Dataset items
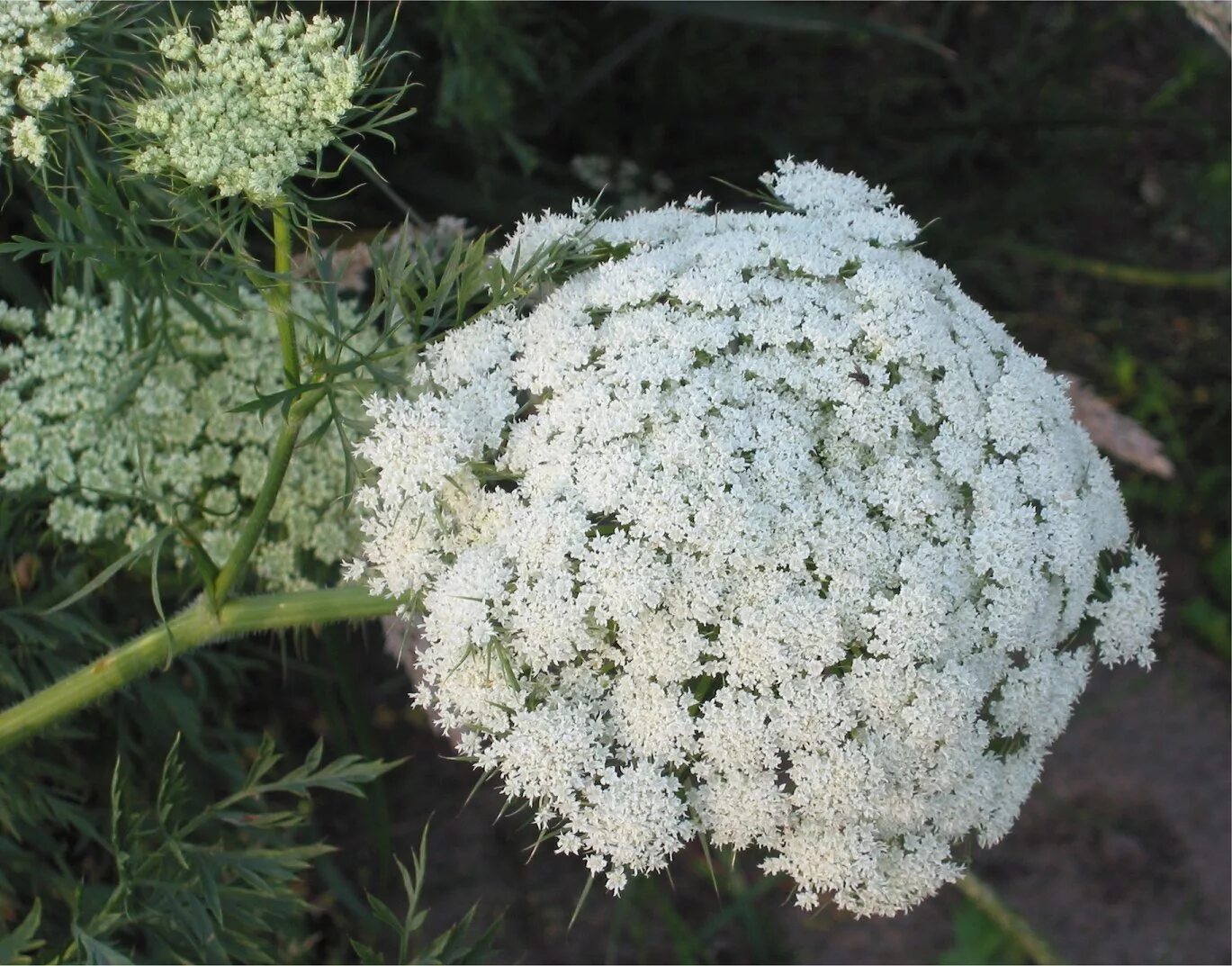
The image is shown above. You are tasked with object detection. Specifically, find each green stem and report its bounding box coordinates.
[213,389,325,605]
[267,202,300,385]
[0,586,397,753]
[955,871,1065,966]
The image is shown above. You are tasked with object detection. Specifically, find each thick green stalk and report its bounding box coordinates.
[0,586,397,753]
[266,202,300,385]
[213,389,325,605]
[955,871,1065,966]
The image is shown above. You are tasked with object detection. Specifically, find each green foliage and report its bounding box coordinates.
[938,899,1030,966]
[61,736,394,962]
[351,826,499,966]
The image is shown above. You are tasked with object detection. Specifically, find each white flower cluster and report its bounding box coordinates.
[0,283,357,591]
[0,0,94,167]
[350,161,1159,915]
[131,4,362,204]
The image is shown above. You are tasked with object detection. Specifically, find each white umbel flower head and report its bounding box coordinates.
[0,0,94,167]
[353,160,1159,915]
[131,4,362,206]
[0,288,389,591]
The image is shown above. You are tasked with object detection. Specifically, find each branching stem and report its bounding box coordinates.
[0,586,397,753]
[213,388,325,606]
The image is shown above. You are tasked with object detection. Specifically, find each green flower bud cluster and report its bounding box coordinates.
[0,0,94,167]
[0,287,372,591]
[131,4,362,206]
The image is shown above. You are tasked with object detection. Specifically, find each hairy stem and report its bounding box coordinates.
[213,389,325,605]
[0,586,397,753]
[955,870,1065,966]
[266,202,300,385]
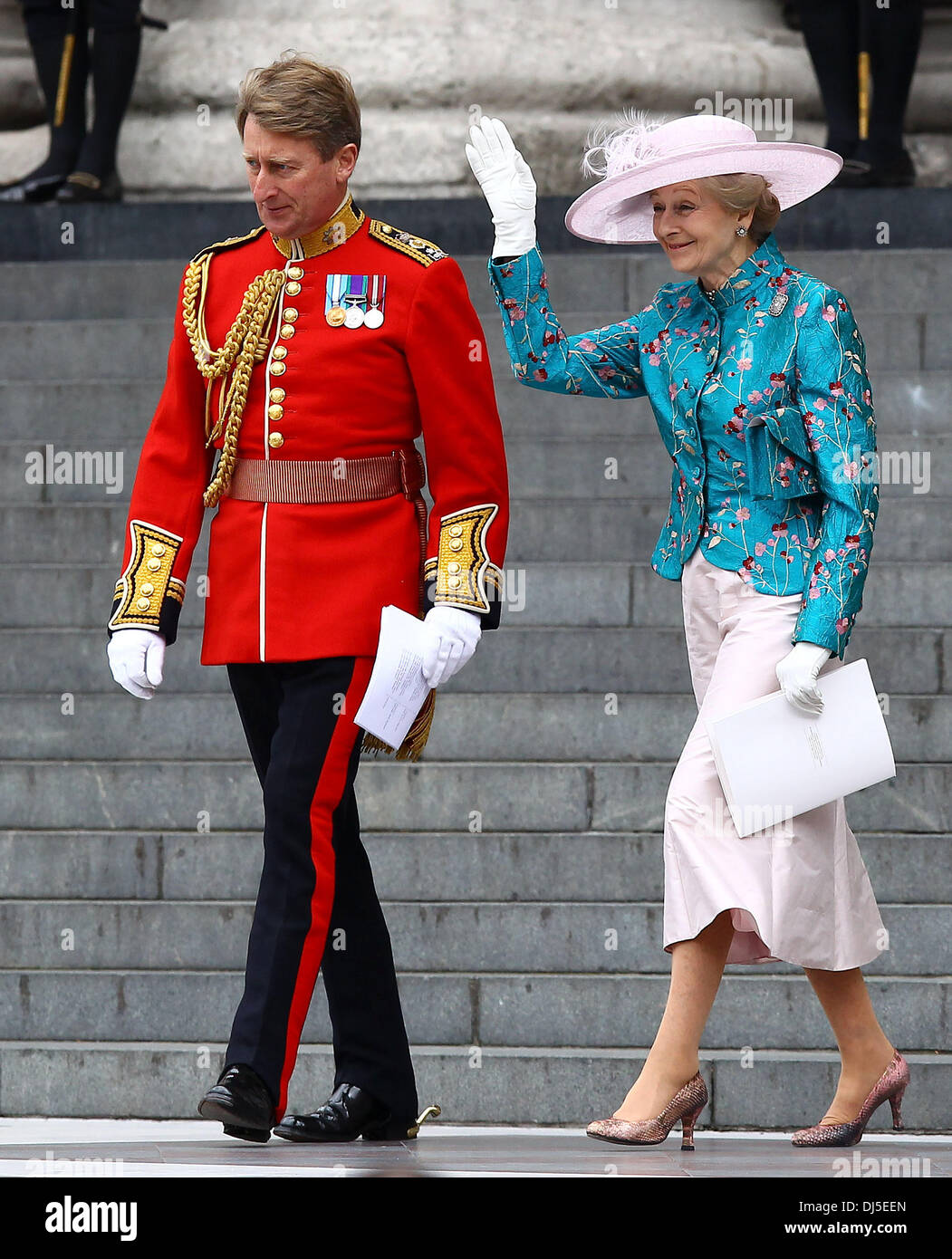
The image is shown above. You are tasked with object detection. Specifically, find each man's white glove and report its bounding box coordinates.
[423,603,482,687]
[777,642,832,716]
[466,116,535,258]
[106,629,165,700]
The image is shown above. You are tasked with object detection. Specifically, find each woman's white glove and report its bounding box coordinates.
[466,116,535,258]
[106,629,165,700]
[423,603,482,687]
[777,642,832,716]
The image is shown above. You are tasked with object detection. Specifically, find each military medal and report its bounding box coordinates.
[323,275,348,327]
[767,290,787,315]
[344,275,367,327]
[364,275,387,327]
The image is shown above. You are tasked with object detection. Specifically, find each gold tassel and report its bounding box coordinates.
[362,690,436,761]
[53,34,75,127]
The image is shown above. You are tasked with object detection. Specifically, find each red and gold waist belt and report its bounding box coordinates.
[226,447,426,503]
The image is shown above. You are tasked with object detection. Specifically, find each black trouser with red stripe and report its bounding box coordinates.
[226,656,418,1118]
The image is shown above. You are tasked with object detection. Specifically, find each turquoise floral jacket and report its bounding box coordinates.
[488,233,879,658]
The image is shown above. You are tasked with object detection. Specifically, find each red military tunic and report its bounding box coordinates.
[109,197,509,665]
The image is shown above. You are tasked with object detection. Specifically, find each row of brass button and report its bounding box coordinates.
[268,267,303,451]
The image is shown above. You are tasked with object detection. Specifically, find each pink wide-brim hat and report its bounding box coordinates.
[565,113,842,245]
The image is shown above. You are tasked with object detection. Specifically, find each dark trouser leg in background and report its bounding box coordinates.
[10,0,90,188]
[800,0,859,158]
[858,0,923,165]
[226,658,416,1114]
[74,0,142,180]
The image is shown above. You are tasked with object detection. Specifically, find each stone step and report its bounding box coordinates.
[0,759,952,833]
[0,624,952,695]
[0,695,952,762]
[0,900,952,975]
[0,309,952,378]
[0,831,937,904]
[0,1042,952,1133]
[0,968,952,1052]
[0,247,952,321]
[0,495,952,566]
[0,364,952,437]
[9,433,952,510]
[7,559,952,630]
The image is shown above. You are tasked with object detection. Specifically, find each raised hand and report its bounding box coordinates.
[466,116,535,258]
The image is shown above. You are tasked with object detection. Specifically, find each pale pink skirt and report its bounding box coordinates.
[664,546,888,971]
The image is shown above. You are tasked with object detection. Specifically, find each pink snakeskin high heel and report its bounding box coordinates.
[792,1050,909,1146]
[585,1072,709,1149]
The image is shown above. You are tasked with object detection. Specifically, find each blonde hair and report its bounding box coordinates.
[235,51,361,161]
[695,174,781,245]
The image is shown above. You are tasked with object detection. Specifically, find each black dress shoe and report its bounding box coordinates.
[0,171,67,203]
[832,149,916,187]
[274,1084,417,1140]
[199,1062,277,1142]
[57,170,122,206]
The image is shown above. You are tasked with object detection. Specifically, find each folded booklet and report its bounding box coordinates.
[354,603,430,748]
[704,659,895,836]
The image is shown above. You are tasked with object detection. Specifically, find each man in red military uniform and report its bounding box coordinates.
[109,57,509,1140]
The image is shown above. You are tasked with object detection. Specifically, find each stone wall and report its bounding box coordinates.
[0,0,952,197]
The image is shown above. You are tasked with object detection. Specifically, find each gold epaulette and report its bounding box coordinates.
[368,219,449,267]
[191,223,264,262]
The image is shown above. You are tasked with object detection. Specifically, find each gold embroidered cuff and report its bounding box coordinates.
[423,503,503,629]
[107,520,185,643]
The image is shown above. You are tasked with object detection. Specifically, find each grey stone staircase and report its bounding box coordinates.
[0,251,952,1130]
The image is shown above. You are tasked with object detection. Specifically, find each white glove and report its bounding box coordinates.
[106,629,165,700]
[423,603,482,687]
[466,116,535,258]
[777,642,832,716]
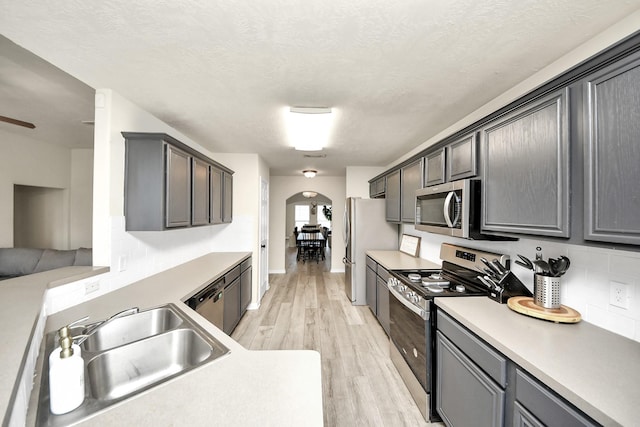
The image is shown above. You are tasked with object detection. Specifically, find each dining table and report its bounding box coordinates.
[296,231,326,263]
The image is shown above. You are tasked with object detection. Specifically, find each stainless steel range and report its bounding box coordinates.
[387,243,509,422]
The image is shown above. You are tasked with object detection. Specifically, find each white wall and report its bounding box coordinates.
[68,89,260,310]
[269,176,346,273]
[0,131,91,249]
[69,148,93,248]
[346,166,386,199]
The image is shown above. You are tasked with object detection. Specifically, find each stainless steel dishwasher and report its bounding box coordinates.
[187,277,224,329]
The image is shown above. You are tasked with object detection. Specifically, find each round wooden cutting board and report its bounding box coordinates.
[507,297,581,323]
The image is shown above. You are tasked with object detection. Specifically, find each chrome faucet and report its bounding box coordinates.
[68,307,140,345]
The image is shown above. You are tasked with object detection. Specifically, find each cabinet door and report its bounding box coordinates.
[424,148,446,187]
[514,369,598,427]
[222,277,240,335]
[445,133,478,181]
[222,172,233,223]
[435,331,505,427]
[584,56,640,245]
[209,166,223,224]
[513,402,545,427]
[481,89,569,237]
[385,170,400,222]
[376,276,390,335]
[191,157,210,225]
[165,145,191,228]
[240,267,251,316]
[400,159,422,224]
[365,266,378,315]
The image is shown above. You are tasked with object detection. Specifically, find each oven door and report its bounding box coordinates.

- _Challenge_: Reproduce the material verbatim from the line containing "each white glove" through the line containing "[507,297,581,323]", including both of those lines. Omit any pictures from your output.

- _Response_:
The image is shown above. You are tasked with object detection. Specifically, find each white glove and report its bounding box coordinates.
[106,629,165,700]
[423,603,482,687]
[466,116,535,258]
[777,642,832,716]
The image is shown above. You are tasked with object detection. Specifically, find each dining table and report its bounding box coordinates.
[296,231,326,263]
The image is shown above. You are tasked with object detection. Specifically, find each stainless steel range and report its bounding box coordinates.
[387,243,509,422]
The image is shown above. You are tasked with object detection. Specifically, find each white wall and report its bounding box coordinates.
[68,89,260,310]
[269,176,346,273]
[0,131,91,249]
[69,148,93,248]
[346,166,386,199]
The image is shown above. You are tasked with object detection. Specifically, find each stainless steel dishwasher and report its bounding box coordinates.
[187,277,224,329]
The image is shown above. You are tasked with object detection. Specifically, find each round wooden cutting board and report its bounding box coordinates.
[507,297,581,323]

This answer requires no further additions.